BRIEF 1
In the passage on network security, what version of intent-based networking and security is SDN called?
────────
The drilling company ended up installing a switch-like internal segmentation firewall that only allowed special applications, computers and users to talk to the navigation systems. Which, as it turns out, is a critical building block for developing the 20/20 network visibility necessary for establishing an intent-based network security posture.
Intent-based network security is a whole new paradigm for protecting networks. It is the merging of the security products directly into the network rather than bolting them on. This provides deep visibility and control into the network and enables security to automatically adapt to the way the network is being used. Networks are a tool. The classic model was that the network was mostly a hammer and every communications, application or information delivery method was a nail.
The advent of software-defined networking (SDN) is the first step towards evolving the way networks are used. Application routing and controls, the use of a deep packet engine in the delivery and categorization of traffic and the programmability of systems through APIs and automation has changed networking forever. But that is just the start. SDN is only version 1.0 of intent-based networking and security.
The next iteration will maintain a historical and baseline perspective of the network, take into account or even anticipate both behavior and known or metamorphic exploits, and then adapt automatically to changes.
This will allow a network to do things like automatically identify an IoT or RIoT (robust IoT, which is a mix of commercial devices like badge readers and industrial IoT like robot controls) device on the network, classify it, impose policies, track its behavior and normative values over time, and intervene should it begin to exhibit unexpected behavior.
For example, when someone installs a digital camera on their network, the network will automatically identify the device, apply appropriate policies for that device (for example, a digital camera should only transmit and receive data, but never request it), recognize when it starts doing something “uncamera-like” and then automate a response to alleviate the wrong behavior.
While we can certainly insist that IoT vendors do a better job at building security into their devices, legislating that camera manufacturers change the way they create devices will only produce the barest minimum of security measures. As with most attempts to legislate security, it will simply create a low bar that determined cybercriminals would still be able to jump over.
So, instead of complaining about bad manufacturers and the security of IoT, modern network admins should let the smart devices on their networks find those things that represent risk to the network and take appropriate measures. That way, only cybercriminals need to fear the robots.
────────
BRIEF 2
Transcribe all the records below line for line, leaving out the pictures.

Raw records
────────
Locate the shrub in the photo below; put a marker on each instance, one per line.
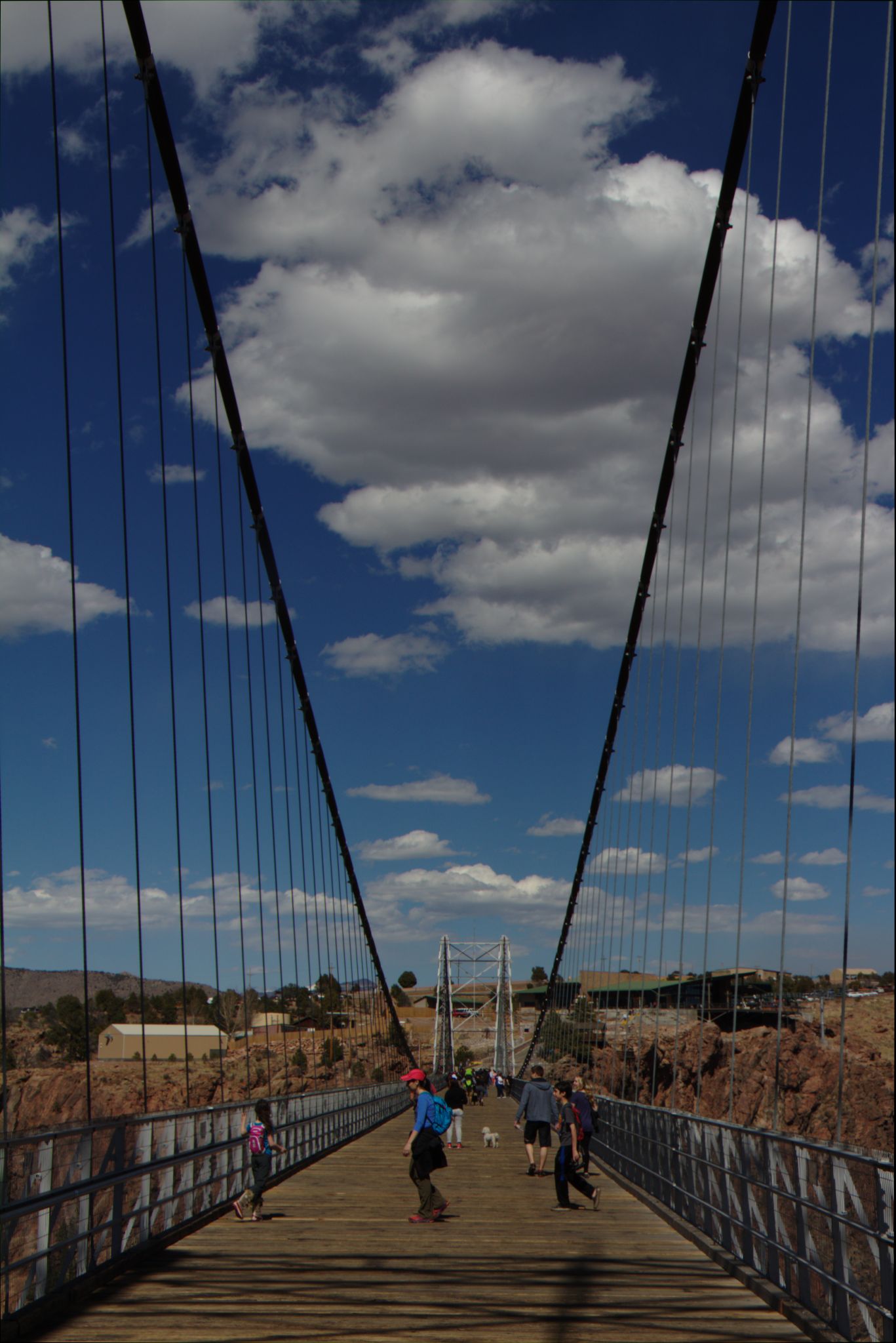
(332, 1052)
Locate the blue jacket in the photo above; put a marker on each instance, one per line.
(537, 1103)
(425, 1111)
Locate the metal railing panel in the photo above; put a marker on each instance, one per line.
(815, 1220)
(78, 1199)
────────
COMPLETE OUTPUT 1
SDN is only version 1.0 of intent-based networking and security.

COMPLETE OUTPUT 2
Locate the shrub in the photo below; put a marker on each instance, one per line.
(332, 1052)
Locate the blue jacket in the photo above; put a marker on each instance, one per line.
(537, 1103)
(425, 1111)
Locate the metal railing panel in the photo above; put a marker on each instance, one per line.
(815, 1220)
(78, 1199)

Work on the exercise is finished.